• COMPITI DA SVOLGERE
A) Riporti il passo dell'estratto sulla Nakba da "Ma le milizie" a "dai paramilitari sionisti.", sostituendo "milizie sioniste" con "formazioni armate sioniste".
B) Elenchi tutte le percentuali che compaiono nell'estratto sulla Nakba.

• ESTRATTO FORNITO

══════════════════════════════

Nakba (“Catastrofe”, l’espulsione sionista dei palestinesi)

Nel novembre 1947, a seguito della Shoah, l’ONU, appena costituita, approvò un piano per dividere la Palestina in due stati, uno ebraico e uno arabo. A quello ebraico venne assegnato il 55% del territorio, sebbene gli ebrei residenti (molti dei quali appena arrivati) possedessero solo il 7% della terra e costituissero non più di un terzo della popolazione. Ai palestinesi (due terzi della popolazione) venne assegnato poco più del 40% della terra. La principale città, Gerusalemme, veniva indicata come “città internazionale”.

Ma le milizie sioniste che irregimentavano la popolazione ebraica non si accontentarono del piano di spartizione e dettero immediatamente il via ad una stagione di violenze e di espulsioni su larga scala dei palestinesi. Ancora prima che lo stato di Israele venisse formalmente costituito (15 maggio 1948), già 250.000 e 350.000 palestinesi erano stati espulsi dalle loro case dai paramilitari sionisti.

══════════════════════════════

• RIGHE DI DATI
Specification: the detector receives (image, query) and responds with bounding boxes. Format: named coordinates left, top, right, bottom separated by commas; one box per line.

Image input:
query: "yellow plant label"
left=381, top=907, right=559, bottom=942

══════════════════════════════

• RISPOSTE PER COMPITO
A)
Ma le formazioni armate sioniste che irregimentavano la popolazione ebraica non si accontentarono del piano di spartizione e dettero immediatamente il via ad una stagione di violenze e di espulsioni su larga scala dei palestinesi. Ancora prima che lo stato di Israele venisse formalmente costituito (15 maggio 1948), già 250.000 e 350.000 palestinesi erano stati espulsi dalle loro case dai paramilitari sionisti.

B) 55%, 7%, 40%